[EXTRACTED TEXT]
-- START --

- Born: 24 October 1956 (age 69) Melbourne, Australia
- Genres: Post-punk

= Ron Rude =

I'm

Ron Rude (born 24 October 1956) is a rock and roll musician in Melbourne, Australia. He was one of the first Australian indie musicians to self record and release their own material, which he did with the release of his first album The Borders of Disgrace in 1979 and is considered to be a pioneer of DIY recording. Rude was also part of the post punk "little band scene" that flourished in Melbourne in the late 1970s to 1980s. He staged a hunger strike in the window of local record shop Missing Link, and demanded that local radio station 3XY played his records, threatening to drown himself in a bucket of water if they did not.

From the years 2001 to 2003, the hunger strike was the subject of a play called 3XY Or I Die. Since 2001, Rude has been performing new material with a band called the Ron Rude Renaissance.

==Discography==
===Albums===
- The Borders of Disgrace (1979)
- The Golden Nowhere (1984) - Cassette album, only 10 copies released due to market withdrawal.

====With Piano Piano====
- The Vorpal Blade (1980)

-- END --

[BRIEF]
Reproduce word for word the passage of the Ron Rude text that begins with "Ron Rude (born" and ends with "Ron Rude Renaissance.".

[PROVIDED MATERIAL]
-- START --

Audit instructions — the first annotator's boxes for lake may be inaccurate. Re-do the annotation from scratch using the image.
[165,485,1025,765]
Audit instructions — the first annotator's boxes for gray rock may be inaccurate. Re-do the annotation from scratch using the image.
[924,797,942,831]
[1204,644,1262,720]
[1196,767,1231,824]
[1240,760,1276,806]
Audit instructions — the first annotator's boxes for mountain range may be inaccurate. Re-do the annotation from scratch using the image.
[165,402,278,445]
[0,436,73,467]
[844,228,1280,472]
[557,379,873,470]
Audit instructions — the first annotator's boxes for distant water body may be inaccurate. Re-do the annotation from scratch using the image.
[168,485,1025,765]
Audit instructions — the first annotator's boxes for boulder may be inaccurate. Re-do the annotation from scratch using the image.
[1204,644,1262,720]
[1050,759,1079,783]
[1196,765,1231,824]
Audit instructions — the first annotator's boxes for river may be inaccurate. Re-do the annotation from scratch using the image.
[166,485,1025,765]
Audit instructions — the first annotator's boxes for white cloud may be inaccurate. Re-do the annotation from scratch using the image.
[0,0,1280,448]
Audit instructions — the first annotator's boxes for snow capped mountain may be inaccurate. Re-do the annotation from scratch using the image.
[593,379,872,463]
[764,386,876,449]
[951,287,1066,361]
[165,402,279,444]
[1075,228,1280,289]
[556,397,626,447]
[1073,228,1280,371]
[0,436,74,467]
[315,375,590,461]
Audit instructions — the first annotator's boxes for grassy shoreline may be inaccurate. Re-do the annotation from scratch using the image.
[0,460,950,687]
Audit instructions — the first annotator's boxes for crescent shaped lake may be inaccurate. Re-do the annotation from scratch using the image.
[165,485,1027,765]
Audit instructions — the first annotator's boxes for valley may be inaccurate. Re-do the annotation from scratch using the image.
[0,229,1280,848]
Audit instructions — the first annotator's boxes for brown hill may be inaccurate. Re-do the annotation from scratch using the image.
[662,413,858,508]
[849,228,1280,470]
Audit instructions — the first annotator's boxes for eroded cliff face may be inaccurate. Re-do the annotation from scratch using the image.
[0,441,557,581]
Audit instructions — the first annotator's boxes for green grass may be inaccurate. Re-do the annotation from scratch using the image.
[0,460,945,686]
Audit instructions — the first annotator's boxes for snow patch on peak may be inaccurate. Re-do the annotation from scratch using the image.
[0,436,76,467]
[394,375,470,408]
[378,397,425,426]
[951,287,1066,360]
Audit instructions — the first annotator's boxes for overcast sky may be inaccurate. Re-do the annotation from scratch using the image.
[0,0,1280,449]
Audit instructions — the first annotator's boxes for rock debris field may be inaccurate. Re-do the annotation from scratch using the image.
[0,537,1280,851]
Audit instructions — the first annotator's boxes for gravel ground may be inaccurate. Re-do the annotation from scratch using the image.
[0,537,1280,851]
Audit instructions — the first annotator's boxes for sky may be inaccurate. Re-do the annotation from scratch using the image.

-- END --

[RESULT OF THE EXERCISE]
Ron Rude (born 24 October 1956) is a rock and roll musician in Melbourne, Australia. He was one of the first Australian indie musicians to self record and release their own material, which he did with the release of his first album The Borders of Disgrace in 1979 and is considered to be a pioneer of DIY recording. Rude was also part of the post punk "little band scene" that flourished in Melbourne in the late 1970s to 1980s. He staged a hunger strike in the window of local record shop Missing Link, and demanded that local radio station 3XY played his records, threatening to drown himself in a bucket of water if they did not.

From the years 2001 to 2003, the hunger strike was the subject of a play called 3XY Or I Die. Since 2001, Rude has been performing new material with a band called the Ron Rude Renaissance.